Excerpted passage:
━━━━━━━━━━━━━━━━
Getting Started

Installation

Scyan can be installed on every OS with pip or poetry.

On macOS / Linux, python>=3.8,<3.11 is required, while python>=3.8,<3.10 is required on Windows. The preferred Python version is 3.9.

Advice (optional)

We advise creating a new environment via a package manager (except if you use Poetry, which will automatically create the environment).

For instance, you can create a new conda environment:

conda create --name scyan python=3.9
conda activate scyan

Choose one of the following, depending on your needs (it should take at most a few minutes):

From PyPILocal install (pip)Local install (pip, dev mode)Poetry (dev mode)

pip install scyan

git clone https://github.com/MICS-Lab/scyan.git
cd scyan

pip install .
━━━━━━━━━━━━━━━━
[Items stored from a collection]
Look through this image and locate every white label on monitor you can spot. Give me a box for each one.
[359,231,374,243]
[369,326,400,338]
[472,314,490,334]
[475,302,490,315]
━━━━━━━━━━━━━━━━
Problem:
In the Scyan installation guide, extract everything from "On macOS / Linux, python>=3.8,<3.11" down to "mode)Poetry (dev mode)". The entries are separate material from the Scyan installation guide.

Your response:
On macOS / Linux, python>=3.8,<3.11 is required, while python>=3.8,<3.10 is required on Windows. The preferred Python version is 3.9.

Advice (optional)

We advise creating a new environment via a package manager (except if you use Poetry, which will automatically create the environment).

For instance, you can create a new conda environment:

conda create --name scyan python=3.9
conda activate scyan

Choose one of the following, depending on your needs (it should take at most a few minutes):

From PyPILocal install (pip)Local install (pip, dev mode)Poetry (dev mode)